Records provided:
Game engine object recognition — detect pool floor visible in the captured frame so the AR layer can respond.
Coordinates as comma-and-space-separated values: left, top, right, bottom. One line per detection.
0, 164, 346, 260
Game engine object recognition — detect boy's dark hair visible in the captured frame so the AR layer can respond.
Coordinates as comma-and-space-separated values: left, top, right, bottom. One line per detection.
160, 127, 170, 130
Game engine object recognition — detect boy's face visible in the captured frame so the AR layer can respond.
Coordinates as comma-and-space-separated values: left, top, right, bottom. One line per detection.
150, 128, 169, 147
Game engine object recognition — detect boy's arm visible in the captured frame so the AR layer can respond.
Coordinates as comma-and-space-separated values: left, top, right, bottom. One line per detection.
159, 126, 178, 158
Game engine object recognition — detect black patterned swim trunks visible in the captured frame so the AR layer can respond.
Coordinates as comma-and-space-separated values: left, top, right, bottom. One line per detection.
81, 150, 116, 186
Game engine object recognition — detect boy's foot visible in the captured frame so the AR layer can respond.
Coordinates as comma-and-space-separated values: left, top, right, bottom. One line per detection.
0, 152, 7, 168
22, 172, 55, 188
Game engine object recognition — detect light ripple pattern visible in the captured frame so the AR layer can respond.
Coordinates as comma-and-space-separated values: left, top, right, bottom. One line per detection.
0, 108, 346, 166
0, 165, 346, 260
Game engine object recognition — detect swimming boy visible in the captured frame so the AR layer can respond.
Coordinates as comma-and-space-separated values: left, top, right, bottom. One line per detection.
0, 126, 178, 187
--
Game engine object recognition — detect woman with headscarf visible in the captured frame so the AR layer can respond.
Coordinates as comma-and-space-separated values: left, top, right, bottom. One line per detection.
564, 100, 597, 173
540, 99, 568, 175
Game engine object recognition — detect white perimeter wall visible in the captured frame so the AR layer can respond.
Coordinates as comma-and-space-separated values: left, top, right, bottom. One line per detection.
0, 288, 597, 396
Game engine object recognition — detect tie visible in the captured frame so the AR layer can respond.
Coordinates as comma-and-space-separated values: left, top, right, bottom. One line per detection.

Exercise objective: Look through the data above for the word "engine". Report each line where it occurs.

Answer to this exercise:
Game engine object recognition — detect pool floor visible in the captured frame so the AR layer can respond.
Game engine object recognition — detect boy's dark hair visible in the captured frame so the AR layer can respond.
Game engine object recognition — detect boy's face visible in the captured frame so the AR layer can respond.
Game engine object recognition — detect boy's arm visible in the captured frame so the AR layer can respond.
Game engine object recognition — detect black patterned swim trunks visible in the captured frame so the AR layer can respond.
Game engine object recognition — detect boy's foot visible in the captured frame so the AR layer can respond.
Game engine object recognition — detect light ripple pattern visible in the captured frame so the AR layer can respond.
Game engine object recognition — detect swimming boy visible in the captured frame so the AR layer can respond.
Game engine object recognition — detect woman with headscarf visible in the captured frame so the AR layer can respond.
Game engine object recognition — detect white perimeter wall visible in the captured frame so the AR layer can respond.
Game engine object recognition — detect tie visible in the captured frame so the AR layer can respond.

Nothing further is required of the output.